[Data extracted from a collection]

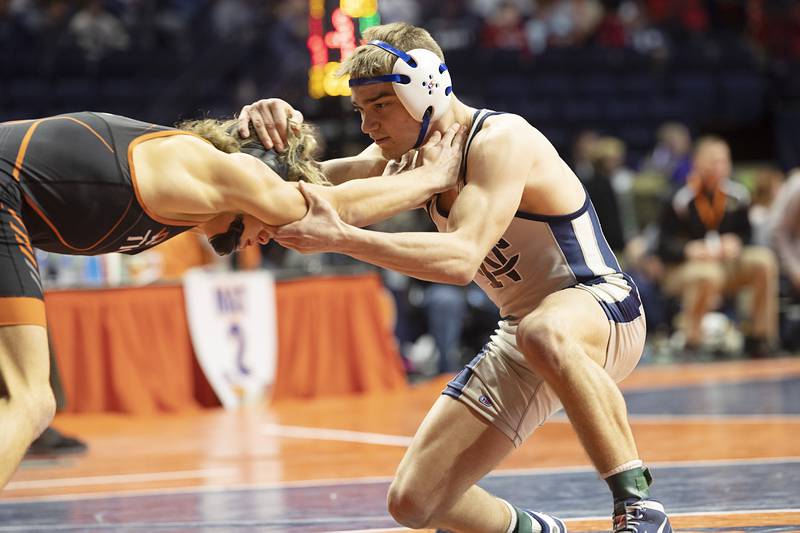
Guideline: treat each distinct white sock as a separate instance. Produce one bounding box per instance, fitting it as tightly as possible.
[501,499,545,533]
[500,498,517,533]
[601,459,643,479]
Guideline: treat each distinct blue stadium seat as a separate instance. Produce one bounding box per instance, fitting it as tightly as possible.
[486,74,532,99]
[646,97,687,121]
[528,74,574,97]
[563,99,603,122]
[604,98,645,121]
[520,100,556,123]
[7,79,50,111]
[672,74,716,120]
[55,79,99,111]
[98,79,151,119]
[618,124,654,152]
[718,72,766,124]
[577,74,619,95]
[618,73,660,97]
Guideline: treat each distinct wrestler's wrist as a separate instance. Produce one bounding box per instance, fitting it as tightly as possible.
[335,224,361,254]
[417,166,448,193]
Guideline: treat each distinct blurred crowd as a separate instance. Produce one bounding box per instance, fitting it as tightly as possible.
[5,0,800,380]
[3,0,799,61]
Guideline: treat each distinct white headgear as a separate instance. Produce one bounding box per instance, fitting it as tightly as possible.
[349,40,453,147]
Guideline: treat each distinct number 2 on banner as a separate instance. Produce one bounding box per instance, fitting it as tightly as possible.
[229,322,250,375]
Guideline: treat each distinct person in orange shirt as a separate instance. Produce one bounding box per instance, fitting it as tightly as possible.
[0,110,465,488]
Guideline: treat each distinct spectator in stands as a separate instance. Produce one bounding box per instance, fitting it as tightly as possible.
[624,226,668,334]
[531,0,604,49]
[640,122,692,188]
[766,168,800,349]
[596,0,668,58]
[757,1,800,60]
[427,0,482,53]
[647,0,708,38]
[767,168,800,287]
[69,0,130,61]
[585,136,635,254]
[33,0,73,63]
[571,129,598,183]
[211,0,257,44]
[656,136,779,357]
[379,0,421,26]
[0,0,30,48]
[480,1,528,54]
[470,0,532,20]
[749,167,785,247]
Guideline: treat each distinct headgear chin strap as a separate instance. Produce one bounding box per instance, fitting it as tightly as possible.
[349,40,453,148]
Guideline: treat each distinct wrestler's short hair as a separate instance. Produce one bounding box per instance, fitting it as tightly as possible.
[337,22,444,80]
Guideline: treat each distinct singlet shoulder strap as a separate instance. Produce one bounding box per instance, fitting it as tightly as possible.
[460,109,504,186]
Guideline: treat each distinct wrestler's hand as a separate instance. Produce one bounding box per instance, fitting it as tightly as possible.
[382,151,417,176]
[237,98,305,152]
[271,182,347,254]
[417,123,467,192]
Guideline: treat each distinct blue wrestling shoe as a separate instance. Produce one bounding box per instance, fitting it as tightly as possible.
[612,499,672,533]
[525,509,567,532]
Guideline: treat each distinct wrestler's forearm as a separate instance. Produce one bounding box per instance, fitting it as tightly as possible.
[320,147,386,185]
[334,226,477,284]
[310,167,439,227]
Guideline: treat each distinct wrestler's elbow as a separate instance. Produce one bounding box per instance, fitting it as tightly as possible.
[449,248,481,285]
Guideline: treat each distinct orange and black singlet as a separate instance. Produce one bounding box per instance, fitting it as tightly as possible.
[0,111,196,255]
[0,112,196,326]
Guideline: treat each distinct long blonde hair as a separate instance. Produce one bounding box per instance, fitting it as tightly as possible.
[177,117,329,185]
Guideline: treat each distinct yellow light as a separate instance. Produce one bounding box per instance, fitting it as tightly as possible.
[310,0,325,19]
[322,62,351,96]
[308,66,326,99]
[340,0,361,17]
[340,0,377,18]
[362,0,378,17]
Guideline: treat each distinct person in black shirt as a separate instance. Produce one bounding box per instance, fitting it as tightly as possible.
[656,136,778,355]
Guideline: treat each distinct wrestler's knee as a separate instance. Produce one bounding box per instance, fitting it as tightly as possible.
[1,330,56,439]
[387,475,441,529]
[516,313,570,379]
[6,378,56,444]
[24,385,56,439]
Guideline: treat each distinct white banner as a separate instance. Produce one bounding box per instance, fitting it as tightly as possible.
[183,269,277,409]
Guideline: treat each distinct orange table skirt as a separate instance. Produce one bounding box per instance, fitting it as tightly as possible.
[44,273,407,414]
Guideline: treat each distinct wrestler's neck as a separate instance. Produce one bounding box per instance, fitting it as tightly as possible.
[430,97,475,136]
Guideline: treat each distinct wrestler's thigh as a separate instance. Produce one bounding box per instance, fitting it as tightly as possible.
[518,287,611,367]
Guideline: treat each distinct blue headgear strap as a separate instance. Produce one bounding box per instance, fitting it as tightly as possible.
[349,74,410,87]
[369,40,417,67]
[413,108,433,149]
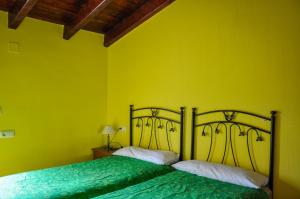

(Task to complete):
Retype the entries word for word. Omit any images.

(Finished exercise):
Guideline: treat each distinct white sock as a separate instance. Produce one bounding box per instance, fitting it as tightly as possible.
[501,499,545,533]
[500,498,517,533]
[601,459,643,479]
Guideline: treat each distinct blue stadium seat as a separate instance. Produce one bounding box per instance, fitting it as tightly as possible.
[486,74,532,99]
[646,97,687,121]
[528,74,574,97]
[563,99,603,122]
[604,98,645,121]
[520,100,556,123]
[7,79,50,111]
[672,74,716,120]
[55,79,99,111]
[98,79,151,119]
[618,124,654,152]
[718,72,766,124]
[577,74,619,95]
[618,73,660,97]
Guideline: treat each distinct wrestler's wrist as a separate instance. Produce one bounding box per instance, fitting it as tightly as possible.
[335,224,361,254]
[417,166,448,193]
Guideline: treat each distinct blurred crowd as a separate instance. Produce one bounding box per instance, fitting it as tightly as possible.
[5,0,800,380]
[3,0,799,61]
Guideline: treat each distinct white headgear as a separate instance. Produce one bounding box per instance, fitting it as tightly as possible.
[349,40,453,147]
Guideline: treat each distinct number 2 on banner as a separate instance. Produce one bounding box per instance, fitting it as tightly as possible.
[229,322,250,375]
Guideline: treat each distinct person in orange shirt as a separate instance. Produce one bounding box per instance, fitting it as tightly as possible.
[0,110,465,488]
Guideline: treat each distinct spectator in stands as a separate instance. Produce one bounding box per instance, fitting it as tightly as possible.
[624,226,668,334]
[531,0,604,49]
[640,122,692,188]
[766,168,800,349]
[596,0,668,58]
[757,1,800,60]
[427,0,482,53]
[647,0,708,38]
[767,168,800,287]
[69,0,130,61]
[585,136,635,254]
[33,0,73,63]
[571,129,598,183]
[211,0,257,44]
[656,136,779,357]
[379,0,421,26]
[0,0,30,48]
[480,1,528,54]
[470,0,532,20]
[749,167,785,247]
Guideline: treat each distinct headgear chin strap as a separate instance. Produce one bounding box per instance, fitting it as tightly as possible.
[349,40,453,148]
Guideline: treat each distinct wrestler's short hair as a separate instance. Produce one bounding box per instance, fitting it as tightly as possible.
[337,22,444,80]
Guideline: treat each distinct singlet shoulder strap as a separate instance. Produce one bounding box per instance, fitting it as tightly as possible.
[460,109,504,186]
Guideline: treat each distinct wrestler's hand as a separate instance. Produce one bounding box per instance, fitting it as tightly as possible.
[382,151,417,176]
[237,98,305,152]
[271,182,347,254]
[417,123,467,192]
Guideline: treat each distinct blue wrestling shoe as a separate instance. Produce one bounding box per instance, fitting it as tightly as possible.
[612,499,672,533]
[525,509,567,532]
Guideline: treat each distinct wrestler's forearm as a separate instance. Produce one bounding box per instance, fitting it as tightly as possible.
[320,147,386,185]
[334,226,477,284]
[310,167,439,227]
Guideline: treat each distinct wrestler's elbow as a separate instance. Produce one bounding box per instance, fitting it as tightly as possible.
[449,248,481,285]
Guideline: treat each distinct orange and black singlet as a separate instance. Produce one bounding box per instance, fitting it as tightly as possible.
[0,111,196,255]
[0,112,196,326]
Guideline: treat each distinct long blonde hair as a separate instance. Produce one bounding box per instance, fitting it as tightly as possible.
[177,117,329,185]
Guideline: treat each distinct yellow light as a separate instance. Produce one bounding box per instance, fitting it as tightly as possible.
[310,0,325,19]
[322,62,351,96]
[308,66,326,99]
[340,0,361,17]
[340,0,377,18]
[362,0,378,17]
Guideline: treat each distinct person in black shirt as a separate instance. Produce one bounding box per instance, fitting it as tightly as possible.
[656,136,778,355]
Guideline: treat each distinct wrestler's knee as a separate instance. Produce one bounding box per instance, fitting it as tightly as possible.
[1,330,56,439]
[387,475,441,529]
[516,313,570,379]
[6,378,56,444]
[24,385,56,439]
Guideline: treat each distinct white banner as a separate instance. Produce one bounding box per instance, fitting it as tightly as possible.
[183,269,277,409]
Guideline: treat each distinct orange table skirt as a separate instance. Produce one bounding box per instance, fitting it as tightly as possible.
[44,273,407,414]
Guideline: treat each distinct wrestler's neck as a separate instance. Produce one bounding box per instance, fitting it as tightly as possible.
[430,97,475,136]
Guideline: treat each distinct wrestler's thigh as a separate instance. Produce one bounding box per instance, fitting it as tightly as possible.
[518,287,611,367]
Guideline: treat each distinct blue headgear strap as a separate instance. Produce one bounding box per instance, fitting it as tightly as possible.
[349,74,410,87]
[369,40,417,67]
[413,108,433,149]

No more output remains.